------ PROVIDED RECORDS ------

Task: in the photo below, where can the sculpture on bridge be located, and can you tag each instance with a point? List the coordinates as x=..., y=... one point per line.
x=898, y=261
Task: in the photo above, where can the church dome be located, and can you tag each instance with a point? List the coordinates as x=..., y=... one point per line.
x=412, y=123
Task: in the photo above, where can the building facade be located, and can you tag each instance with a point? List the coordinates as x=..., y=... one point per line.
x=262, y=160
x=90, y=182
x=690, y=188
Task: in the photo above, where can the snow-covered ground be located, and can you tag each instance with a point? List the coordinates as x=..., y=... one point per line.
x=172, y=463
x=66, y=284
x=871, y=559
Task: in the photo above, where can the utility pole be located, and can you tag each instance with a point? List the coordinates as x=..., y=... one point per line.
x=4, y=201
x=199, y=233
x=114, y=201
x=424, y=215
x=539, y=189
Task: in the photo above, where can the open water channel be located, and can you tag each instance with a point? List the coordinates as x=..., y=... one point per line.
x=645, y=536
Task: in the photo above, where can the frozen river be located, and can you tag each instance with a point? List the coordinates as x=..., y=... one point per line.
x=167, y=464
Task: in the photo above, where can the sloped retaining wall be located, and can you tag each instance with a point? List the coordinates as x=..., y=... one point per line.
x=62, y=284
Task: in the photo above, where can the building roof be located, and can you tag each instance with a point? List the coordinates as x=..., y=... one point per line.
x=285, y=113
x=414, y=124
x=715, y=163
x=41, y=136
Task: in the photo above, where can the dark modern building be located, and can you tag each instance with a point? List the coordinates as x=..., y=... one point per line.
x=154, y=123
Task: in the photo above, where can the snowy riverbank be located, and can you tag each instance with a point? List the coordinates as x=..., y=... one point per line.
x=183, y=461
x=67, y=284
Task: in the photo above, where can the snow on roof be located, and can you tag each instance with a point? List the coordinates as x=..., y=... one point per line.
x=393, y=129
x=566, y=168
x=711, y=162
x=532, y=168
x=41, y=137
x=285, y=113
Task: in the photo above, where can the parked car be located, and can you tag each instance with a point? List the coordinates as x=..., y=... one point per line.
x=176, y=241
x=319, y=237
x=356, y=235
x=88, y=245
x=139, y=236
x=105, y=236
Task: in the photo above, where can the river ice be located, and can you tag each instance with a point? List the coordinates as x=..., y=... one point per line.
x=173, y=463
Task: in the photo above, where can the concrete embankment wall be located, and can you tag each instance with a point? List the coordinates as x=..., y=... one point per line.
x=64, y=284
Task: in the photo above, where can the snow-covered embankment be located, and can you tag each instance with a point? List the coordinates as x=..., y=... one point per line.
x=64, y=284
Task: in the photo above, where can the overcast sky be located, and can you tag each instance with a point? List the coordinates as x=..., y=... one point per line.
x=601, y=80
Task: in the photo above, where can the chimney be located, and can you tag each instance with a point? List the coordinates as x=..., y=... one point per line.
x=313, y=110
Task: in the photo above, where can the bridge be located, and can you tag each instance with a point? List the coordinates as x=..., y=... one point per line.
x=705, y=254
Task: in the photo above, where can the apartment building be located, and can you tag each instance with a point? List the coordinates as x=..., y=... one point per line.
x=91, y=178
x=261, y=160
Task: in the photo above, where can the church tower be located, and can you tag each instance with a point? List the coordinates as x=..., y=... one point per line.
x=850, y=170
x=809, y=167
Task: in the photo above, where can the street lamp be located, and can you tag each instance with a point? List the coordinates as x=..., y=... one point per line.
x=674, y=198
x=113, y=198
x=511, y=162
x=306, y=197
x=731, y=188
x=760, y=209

------

REQUEST: Update the records by replacing "one point per line" with "each point on a separate line" wherever it occurs, and keep everything else the same.

ANSWER TO THE EXERCISE:
Task: in the photo below, where can the sculpture on bridge be located, and can you tag each instance with a point? List the coordinates as x=..., y=... each point on a separate line.
x=898, y=261
Task: in the photo above, where can the church dome be located, and can you tag each instance with a point? List the coordinates as x=..., y=... each point on a separate line.
x=412, y=123
Task: in the photo above, where can the building facade be located, and can you tag each instance with a point? List the coordinates as x=..., y=... each point on a separate line.
x=262, y=160
x=90, y=182
x=690, y=188
Task: in the photo above, where can the snow-covered ground be located, and can you tag each instance with a point? List the coordinates as x=..., y=... each point on a separate line.
x=172, y=463
x=66, y=284
x=871, y=559
Task: in the photo above, where can the utility pole be located, and can you tag each instance with a point? List the coordinates as x=..., y=... each point on a separate line.
x=4, y=201
x=199, y=233
x=114, y=201
x=424, y=215
x=539, y=189
Task: in the photo above, where can the open water channel be located, and can you tag each instance with a point? List the coordinates as x=..., y=... each point on a separate line.
x=645, y=536
Task: in the photo above, where can the frozen river be located, and can you tag each instance with a point? List the coordinates as x=..., y=... each point on a separate line.
x=167, y=464
Task: in the photo above, where can the sloped retaining wall be located, and can you tag each instance with a point? List the coordinates as x=..., y=... each point on a separate line.
x=62, y=284
Task: in the photo above, where can the building roof be located, and can you tag each instance with a point? List the coordinates as x=..., y=... each point on a separate line.
x=285, y=113
x=414, y=124
x=715, y=163
x=41, y=136
Task: in the photo above, where can the dark modern building be located, and can you tag each instance with a point? List the coordinates as x=..., y=... each point on a separate line.
x=154, y=123
Task: in the photo above, where can the snowy riverbank be located, and can you tag each instance with a point? List the coordinates as x=..., y=... each point on a separate line.
x=183, y=461
x=67, y=284
Task: in the photo above, where can the snow on roof be located, and can you tag each instance with a point? List the coordinates as x=..., y=... each point on a separate line.
x=393, y=129
x=566, y=168
x=711, y=162
x=532, y=168
x=41, y=137
x=285, y=113
Task: in the photo above, where can the parked car be located, and can you tag each instance with a point? List the coordinates as x=..., y=... each point on a separate line.
x=176, y=241
x=319, y=237
x=356, y=235
x=88, y=245
x=139, y=236
x=105, y=236
Task: in the photo above, where can the river ice be located, and can you tag each instance with a point? List the coordinates as x=..., y=... each point on a separate line.
x=173, y=463
Task: in the photo above, where can the concrete embankment wall be located, and can you tag each instance with a point? List the coordinates as x=..., y=... each point on a separate line.
x=64, y=284
Task: in the photo above, where can the snow-covered embankment be located, and can you tag each instance with a point? List the coordinates as x=..., y=... each point on a separate line.
x=64, y=284
Task: in the photo above, where can the overcast sky be located, and can you tag each instance with a point? List the coordinates as x=..., y=... each point on a separate line.
x=601, y=80
Task: in the photo above, where can the chimney be located, and can you tag each instance with a point? List the coordinates as x=..., y=... each point on a separate line.
x=313, y=110
Task: in the photo above, where can the bridge be located, and can you tag each instance with a point? List the coordinates as x=..., y=... each point on a separate line.
x=705, y=254
Task: in the photo above, where can the apartment building be located, and can you tag each instance with a point? List the coordinates as x=..., y=... each point on a separate line.
x=91, y=178
x=261, y=160
Task: in the photo above, where can the church tower be located, and can you tag each instance with a point? List the coordinates as x=..., y=... each point on a separate line.
x=850, y=170
x=809, y=167
Task: in the photo above, where can the street lamp be located, and can you tag each instance with a point? List the coordinates as x=..., y=... each point on a separate line.
x=674, y=198
x=113, y=198
x=511, y=162
x=306, y=197
x=731, y=188
x=760, y=209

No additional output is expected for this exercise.